+++ PROVIDED RECORDS +++

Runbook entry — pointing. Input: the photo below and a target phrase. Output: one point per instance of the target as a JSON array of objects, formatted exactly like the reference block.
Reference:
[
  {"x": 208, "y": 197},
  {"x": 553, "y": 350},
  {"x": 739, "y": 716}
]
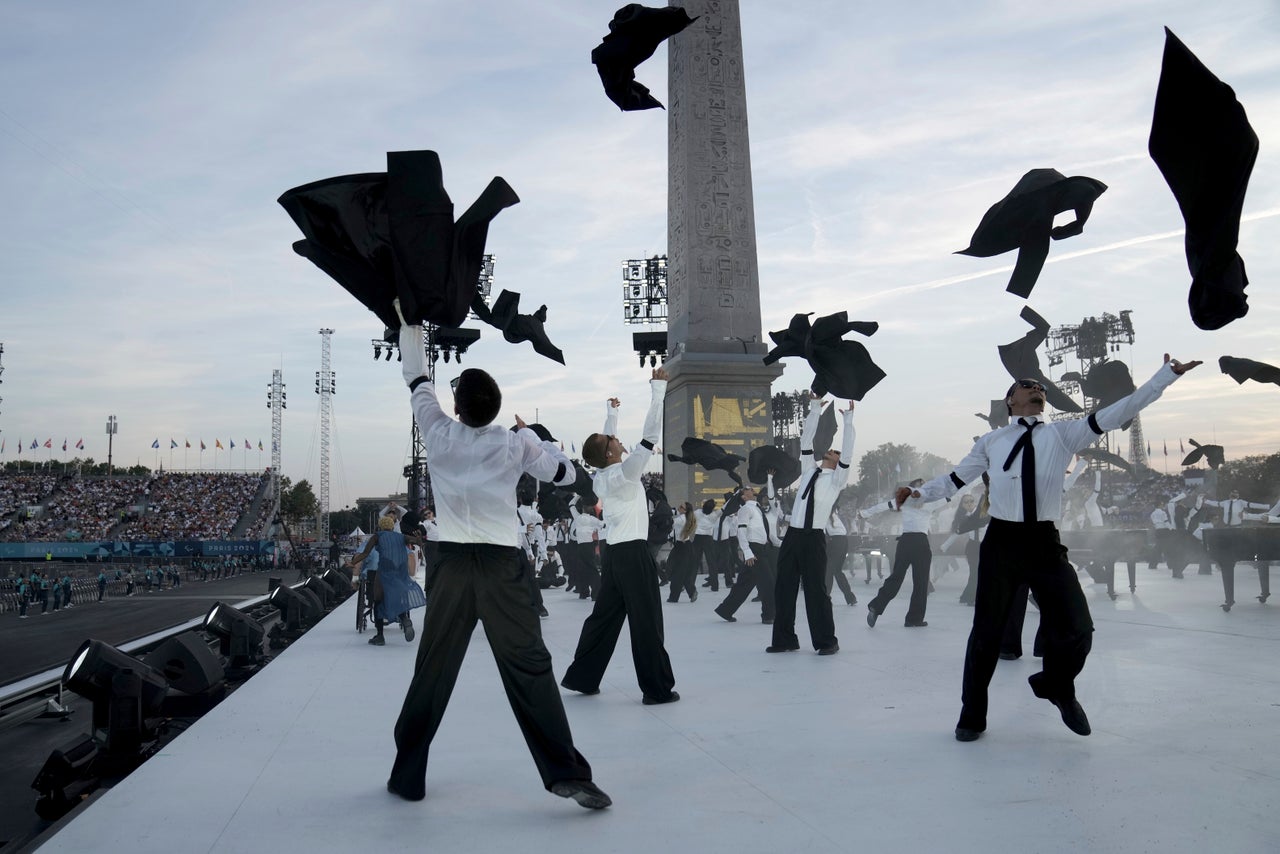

+++

» **INSTRUCTIONS FOR THE TASK**: Please convert each line of the material above into a JSON list of strings, one string per line, with blank lines left out. Omit the pictures.

» **RESULT FOR THIS TASK**:
[
  "Runbook entry — pointing. Input: the photo below and a target phrase. Output: one point per instance of the target as a JSON array of objects, formatted exactly like the reference block.",
  "Reference:",
  "[",
  "  {\"x\": 208, \"y\": 197},",
  "  {\"x\": 553, \"y\": 350},",
  "  {\"x\": 739, \"y\": 716}",
  "]"
]